# DOCUMENT SEGMENT
I realized that fear was probably the biggest thing holding me back. It was time to take a big deep breath and jump into the deep end of the pool.
So what happened?

Well, after publishing it I made a couple of sales, including by some people I didn’t know. Okay, so, the fact that it sold some meant it didn’t fail. After all, it didn’t cost me anything to publish it except my time and about $15 for the underlying image I bought for the cover. I can’t say I’ve broken even to cover the cost of the cover image, but the Federal Tax return covered that for me.

Did I get crappy reviews? Nope. I haven’t gotten a single one to date, so no problem there.

Can I pull it back if need be? Sure. Amazon’s Kindle Direct Publishing program will let you take the book offline whenever you want. So no danger there.

Did I screw it up while publishing? Well….a little.

In my hurry to get it out on Amazon for Kindle, I may have missed one or two (or more) tiny grammatical and spelling mistakes. Oh yeah, that proof for copy. Forgot that step. And for me, an English lit major, it was more than a little embarrassing for my mother, who bought and read it, to email me saying, “great story, but there were some typos in it, do you want me to send you a list?”. With a hung head I said “yes”.

About three weeks after publishing The Girl In The Red Hoodie, I revised the source document and then resaved the (new) final copy as a Kindle formatted document. I re-uploaded the file and now it’s as good as new. Actually, it’s better than new, since the original “new” version had typos.
What’s the moral of this story? I guess it’s twofold:

  1. Don’t procrastinate. Keep working forward, even if it’s tiny tiny tiny steps forward. But keep some momentum going or else you’ll stutter and stall.
  2. Don’t rush. Do things right. This includes proofreading your work or having somebody else who’s exceptional at it go through it. Cause it’s a reflection on YOU, the self-publisher, if you publish an e-book with crappy formatting or textual errors.

Was that too soapbox-y? I hope not. Cause part of the point of me sharing my experience with you is telling you where I screwed up so that you don’t make the same mistakes.

Til next time…

My Name Is Scott…

…and I’m an author. Well, I’m a writer. I’ve been writing for years, but only in fits and spurts. There’s this whole “day job” thing that gets in the way, because, you know, my family and I like to eat. (Starving is overrated).

As you might expect, I’m a writer with a lot of friends who write. We sort of gather in clumps or herds. And we’ve all been writing for years.

# DATASET EXCERPTS
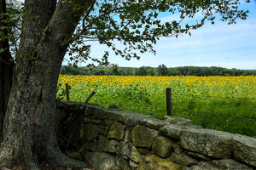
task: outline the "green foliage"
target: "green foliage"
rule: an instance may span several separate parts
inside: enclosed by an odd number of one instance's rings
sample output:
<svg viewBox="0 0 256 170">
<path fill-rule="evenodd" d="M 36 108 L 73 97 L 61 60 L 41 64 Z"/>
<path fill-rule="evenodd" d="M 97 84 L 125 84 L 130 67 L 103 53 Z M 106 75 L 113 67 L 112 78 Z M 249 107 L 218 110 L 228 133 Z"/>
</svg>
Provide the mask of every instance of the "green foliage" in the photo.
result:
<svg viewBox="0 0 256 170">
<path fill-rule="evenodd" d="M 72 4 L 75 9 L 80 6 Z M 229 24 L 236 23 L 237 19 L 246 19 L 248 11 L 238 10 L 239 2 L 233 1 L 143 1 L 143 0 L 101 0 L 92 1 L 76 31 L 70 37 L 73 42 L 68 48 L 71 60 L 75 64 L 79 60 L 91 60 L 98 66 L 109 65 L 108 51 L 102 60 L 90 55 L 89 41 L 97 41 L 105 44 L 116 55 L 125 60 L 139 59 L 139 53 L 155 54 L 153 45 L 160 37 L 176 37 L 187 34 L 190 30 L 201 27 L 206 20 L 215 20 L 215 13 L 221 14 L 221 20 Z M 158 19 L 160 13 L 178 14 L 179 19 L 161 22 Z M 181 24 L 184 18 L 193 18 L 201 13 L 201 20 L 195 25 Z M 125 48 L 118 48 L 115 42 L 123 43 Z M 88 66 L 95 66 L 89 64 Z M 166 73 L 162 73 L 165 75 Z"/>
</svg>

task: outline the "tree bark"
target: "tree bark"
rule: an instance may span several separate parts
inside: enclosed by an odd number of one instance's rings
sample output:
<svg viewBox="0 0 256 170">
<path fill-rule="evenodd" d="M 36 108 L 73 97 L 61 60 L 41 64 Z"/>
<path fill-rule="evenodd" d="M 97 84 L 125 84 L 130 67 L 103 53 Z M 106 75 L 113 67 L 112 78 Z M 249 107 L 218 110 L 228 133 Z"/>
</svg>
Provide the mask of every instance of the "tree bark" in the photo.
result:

...

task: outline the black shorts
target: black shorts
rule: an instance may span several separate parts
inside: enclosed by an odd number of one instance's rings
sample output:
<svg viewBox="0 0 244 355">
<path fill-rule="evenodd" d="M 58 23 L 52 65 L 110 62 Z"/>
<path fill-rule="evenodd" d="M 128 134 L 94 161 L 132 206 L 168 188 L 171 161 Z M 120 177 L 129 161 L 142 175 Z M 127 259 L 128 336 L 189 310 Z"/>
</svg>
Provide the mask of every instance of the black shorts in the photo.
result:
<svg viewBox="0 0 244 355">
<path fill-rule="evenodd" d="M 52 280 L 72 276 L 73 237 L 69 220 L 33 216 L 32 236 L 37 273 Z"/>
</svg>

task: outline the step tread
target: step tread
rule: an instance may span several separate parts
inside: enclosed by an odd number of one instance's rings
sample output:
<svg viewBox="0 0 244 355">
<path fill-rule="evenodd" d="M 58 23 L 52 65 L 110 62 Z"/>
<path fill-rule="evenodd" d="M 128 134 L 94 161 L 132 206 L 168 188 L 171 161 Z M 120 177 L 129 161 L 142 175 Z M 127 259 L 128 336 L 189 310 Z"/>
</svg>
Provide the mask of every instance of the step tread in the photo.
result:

# GIVEN INSTRUCTION A
List every question the writer of the self-publishing post asks and then answers in the next sentence or two.
# GIVEN INSTRUCTION B
According to the self-publishing post, how long after publishing The Girl In The Red Hoodie was the source document revised?
# GIVEN INSTRUCTION C
Go on with the self-publishing post from where it stops.

# RIGHT ANSWER A
- So what happened?
- Did I get crappy reviews?
- Can I pull it back if need be?
- Did I screw it up while publishing?
- What's the moral of this story?
- Was that too soapbox-y?

# RIGHT ANSWER B
About three weeks after publishing.

# RIGHT ANSWER C
Do any of us have anything to show for it? Sure. My friend Russell Lutz has had two sci-fi books published by a small press called Silverthought. And about a year and half ago, my friend Abby Strom had her romance novel picked up by Harlequin, which was a pretty exciting deal for her.

But neither she nor Russell were making any serious money.

Now, there is a certain school of thought that says that if you’re writing strictly to make money, then you’re writing for the wrong reason. And I won’t argue that. I personally think that writers write because they have no other option BUT to write. It’s either get the story in your head out through your fingertips, or explode. And the experience is different for everybody. Some people love the act of writing and story telling. I’m not one of those. I’m one of those writers for whom the act of writing is kind of like wrestling with the angel. It’s a damned hard thing for me to sit down and get the story out, cause it never (and I mean NEVER) comes out the way I had it in my head. And the further I get into a story, the harder it is to complete.

But, whether you like to write or not, and whether you’re doing it for the money or not, in the end, you just want to share the finished product with people, and if you happen to get paid at the same time, bonus.

So this past December, at a holiday gathering of families and friends, Abby was explaining the benefits of self-publishing. But not self-publishing in print. She was talking about self-epublishing. And to lend some credence to what she was saying, she explained that she was actually making money doing it.

This certainly got my attention. But being the procrastinator that I am, it took me four more months to actually get my collective crap together and do something with it.

Finally I did. I gathered a short story I had that was pretty much ready, created a cover, and published it. The result is The Girl In The Red Hoodie, a short story for Kindle by yours truly.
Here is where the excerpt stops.